- _Aufgaben_
a) In welchem Jahr brachte Sony laut dem Nachruf auf den Kassetten-Walkman diesen auf den Markt?
b) Schreiben Sie aus dem Nachruf auf den Kassetten-Walkman den Abschnitt ab, der mit den Worten „Der Untergang des“ einsetzt und mit „noch nicht gesagt.“ schließt.

- _Textausschnitt_
---------------
Der Untergang des Abendlandes: Nachruf auf den Kassetten-Walkman

Als ich klein war, ging das Abendland unter. Das Abendland geht überhaupt ständig unter. Und wenn es sich dann irgendwann einmal wirklich still und leise von dannen macht, kann jeder sagen, er habe es ja schon immer gesagt. Aber als ich klein war, erlebte ich zum ersten Mal, wie das Abendland unterging, damals, 1979, als der Kassetten-Walkman von Sony auf den Markt gebracht wurde. Und kurze Zeit später ging das Abendland wieder unter. Wieder war der Verfall der Musikkultur zu verdanken. Es kamen die Musik-CDs auf den Markt. Seit dem habe ich gelernt, dass das Abendland der Dauerverfall ist, obwohl es nur ein ständiger Wandel ist. Aber das wurde mir damals noch nicht gesagt.
---------------
- _Gespeicherte Zeilen_
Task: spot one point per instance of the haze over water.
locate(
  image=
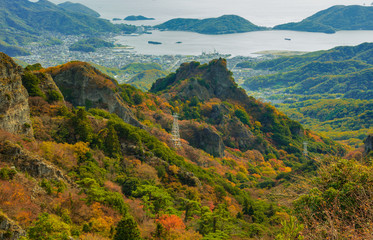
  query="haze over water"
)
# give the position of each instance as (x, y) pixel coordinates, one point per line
(260, 12)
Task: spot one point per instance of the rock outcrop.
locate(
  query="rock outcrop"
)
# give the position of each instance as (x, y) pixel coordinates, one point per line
(14, 108)
(32, 164)
(203, 137)
(368, 143)
(83, 85)
(204, 81)
(236, 130)
(9, 230)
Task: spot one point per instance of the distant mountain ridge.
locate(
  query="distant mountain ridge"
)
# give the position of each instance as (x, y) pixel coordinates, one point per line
(334, 19)
(137, 18)
(343, 70)
(22, 21)
(78, 8)
(222, 25)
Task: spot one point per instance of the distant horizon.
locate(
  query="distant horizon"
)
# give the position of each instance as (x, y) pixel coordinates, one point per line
(263, 13)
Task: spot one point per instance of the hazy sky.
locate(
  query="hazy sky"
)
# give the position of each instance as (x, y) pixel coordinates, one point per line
(261, 12)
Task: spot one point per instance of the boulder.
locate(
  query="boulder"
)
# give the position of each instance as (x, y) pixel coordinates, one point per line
(14, 108)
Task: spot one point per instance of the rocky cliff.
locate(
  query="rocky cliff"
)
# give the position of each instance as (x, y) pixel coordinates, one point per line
(14, 108)
(368, 143)
(9, 230)
(83, 85)
(203, 137)
(203, 81)
(28, 162)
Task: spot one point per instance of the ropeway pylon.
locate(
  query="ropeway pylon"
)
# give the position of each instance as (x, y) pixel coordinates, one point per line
(175, 132)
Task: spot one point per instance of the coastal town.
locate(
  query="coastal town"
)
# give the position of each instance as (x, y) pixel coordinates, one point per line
(49, 55)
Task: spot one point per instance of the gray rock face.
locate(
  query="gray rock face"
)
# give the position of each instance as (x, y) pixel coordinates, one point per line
(368, 143)
(9, 230)
(30, 163)
(83, 85)
(202, 137)
(14, 108)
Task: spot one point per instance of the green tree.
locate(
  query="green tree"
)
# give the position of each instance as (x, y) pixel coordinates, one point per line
(127, 229)
(49, 227)
(111, 143)
(290, 230)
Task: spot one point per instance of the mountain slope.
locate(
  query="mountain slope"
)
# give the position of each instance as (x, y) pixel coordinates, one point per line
(211, 95)
(330, 92)
(339, 70)
(221, 25)
(21, 20)
(334, 19)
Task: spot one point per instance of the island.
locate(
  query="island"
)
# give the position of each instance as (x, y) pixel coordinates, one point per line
(334, 19)
(155, 43)
(222, 25)
(90, 45)
(78, 8)
(137, 18)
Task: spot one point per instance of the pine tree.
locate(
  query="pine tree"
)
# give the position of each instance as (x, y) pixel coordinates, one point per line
(127, 229)
(111, 143)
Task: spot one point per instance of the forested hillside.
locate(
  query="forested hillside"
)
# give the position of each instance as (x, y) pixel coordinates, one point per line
(85, 157)
(222, 25)
(334, 19)
(328, 91)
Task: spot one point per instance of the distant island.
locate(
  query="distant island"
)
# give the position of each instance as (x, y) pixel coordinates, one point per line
(43, 17)
(334, 19)
(137, 18)
(222, 25)
(155, 43)
(78, 8)
(90, 45)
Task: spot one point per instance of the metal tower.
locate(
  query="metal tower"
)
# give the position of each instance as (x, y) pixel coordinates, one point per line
(305, 152)
(175, 132)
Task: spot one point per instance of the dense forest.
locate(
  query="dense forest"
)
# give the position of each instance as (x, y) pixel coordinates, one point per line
(336, 18)
(222, 25)
(108, 168)
(327, 91)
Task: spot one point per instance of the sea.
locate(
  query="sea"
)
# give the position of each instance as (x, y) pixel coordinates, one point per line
(260, 12)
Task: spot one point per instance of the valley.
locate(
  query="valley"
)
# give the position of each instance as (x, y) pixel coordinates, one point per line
(224, 131)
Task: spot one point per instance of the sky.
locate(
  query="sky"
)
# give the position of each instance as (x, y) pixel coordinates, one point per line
(261, 12)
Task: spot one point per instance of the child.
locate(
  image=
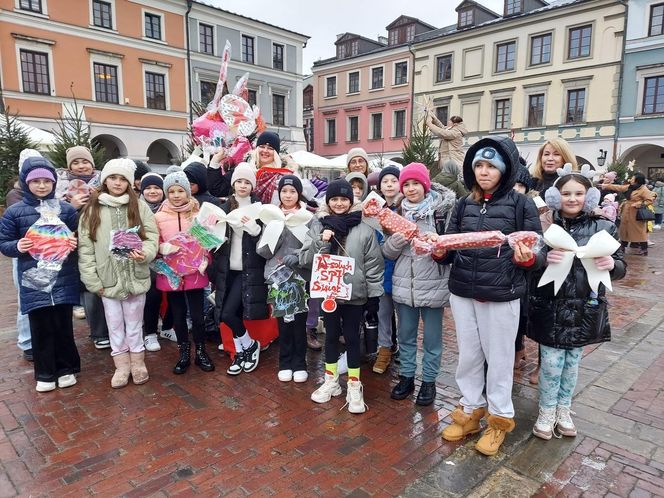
---------------
- _Richtige Antworten_
a) 1979

b)
Der Untergang des Abendlandes: Nachruf auf den Kassetten-Walkman

Als ich klein war, ging das Abendland unter. Das Abendland geht überhaupt ständig unter. Und wenn es sich dann irgendwann einmal wirklich still und leise von dannen macht, kann jeder sagen, er habe es ja schon immer gesagt. Aber als ich klein war, erlebte ich zum ersten Mal, wie das Abendland unterging, damals, 1979, als der Kassetten-Walkman von Sony auf den Markt gebracht wurde. Und kurze Zeit später ging das Abendland wieder unter. Wieder war der Verfall der Musikkultur zu verdanken. Es kamen die Musik-CDs auf den Markt. Seit dem habe ich gelernt, dass das Abendland der Dauerverfall ist, obwohl es nur ein ständiger Wandel ist. Aber das wurde mir damals noch nicht gesagt.